Dataset extract ::
■ ■ ■ ■ ■
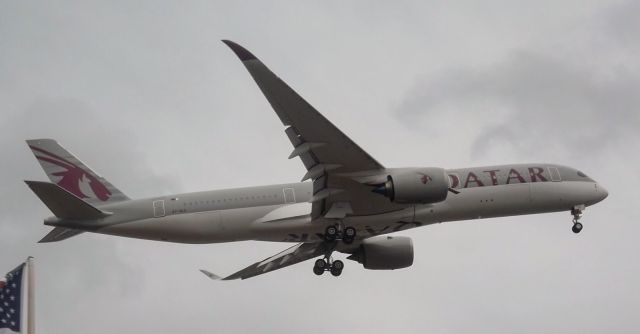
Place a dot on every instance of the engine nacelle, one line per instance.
■ ■ ■ ■ ■
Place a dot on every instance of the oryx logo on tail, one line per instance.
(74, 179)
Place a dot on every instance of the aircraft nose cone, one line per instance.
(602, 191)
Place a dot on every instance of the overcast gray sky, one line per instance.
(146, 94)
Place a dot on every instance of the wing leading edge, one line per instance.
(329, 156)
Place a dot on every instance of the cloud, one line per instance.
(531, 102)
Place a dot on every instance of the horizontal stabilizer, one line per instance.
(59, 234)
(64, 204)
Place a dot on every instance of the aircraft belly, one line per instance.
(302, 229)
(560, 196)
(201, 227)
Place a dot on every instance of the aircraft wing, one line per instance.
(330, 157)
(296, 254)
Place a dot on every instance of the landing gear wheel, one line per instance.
■ ■ ■ ■ ■
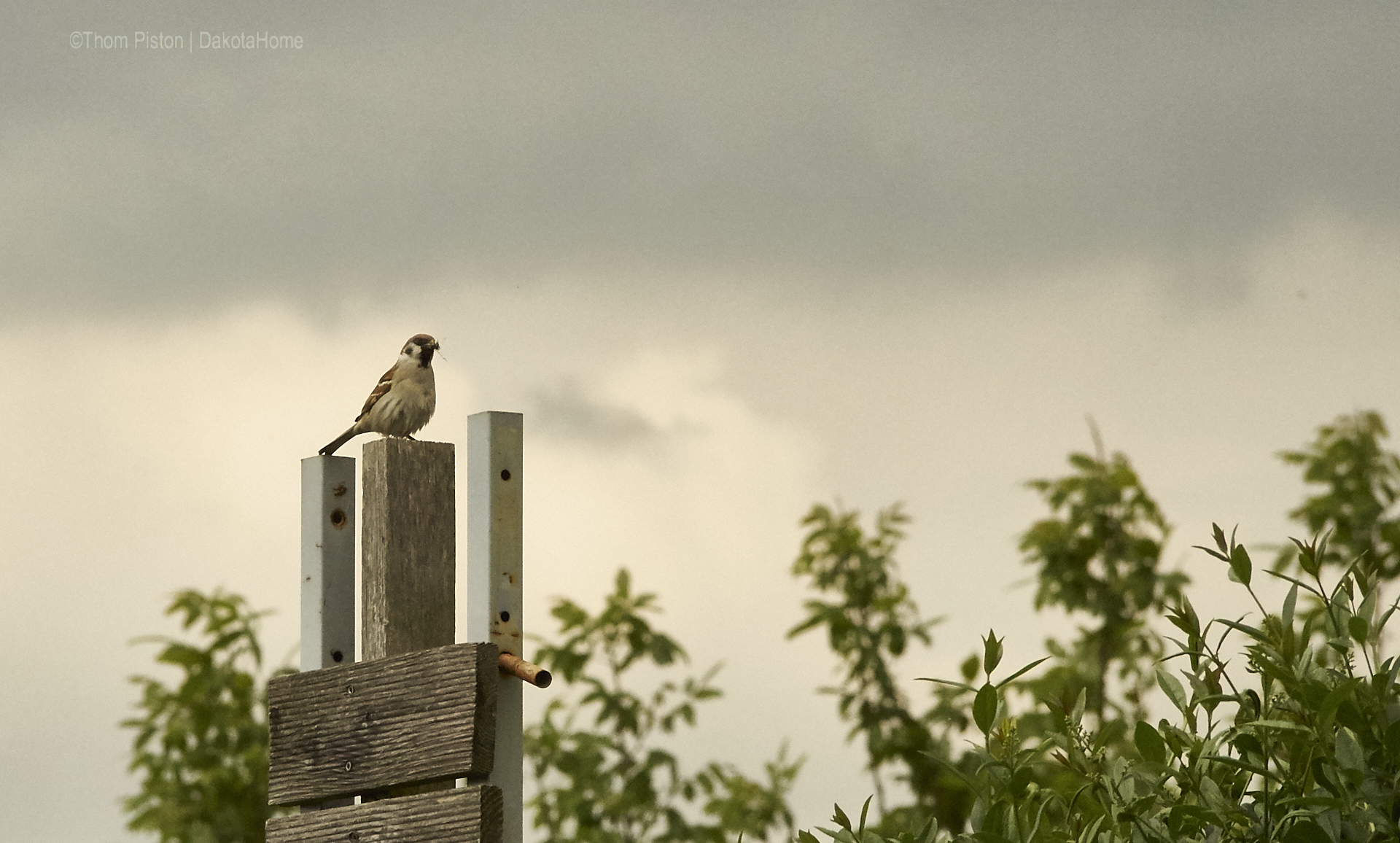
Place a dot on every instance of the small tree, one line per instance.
■ ■ ■ ■ ■
What the task asks ::
How many lines of the records contain the string "wing", with case counting? Give only the number.

Complete response ::
2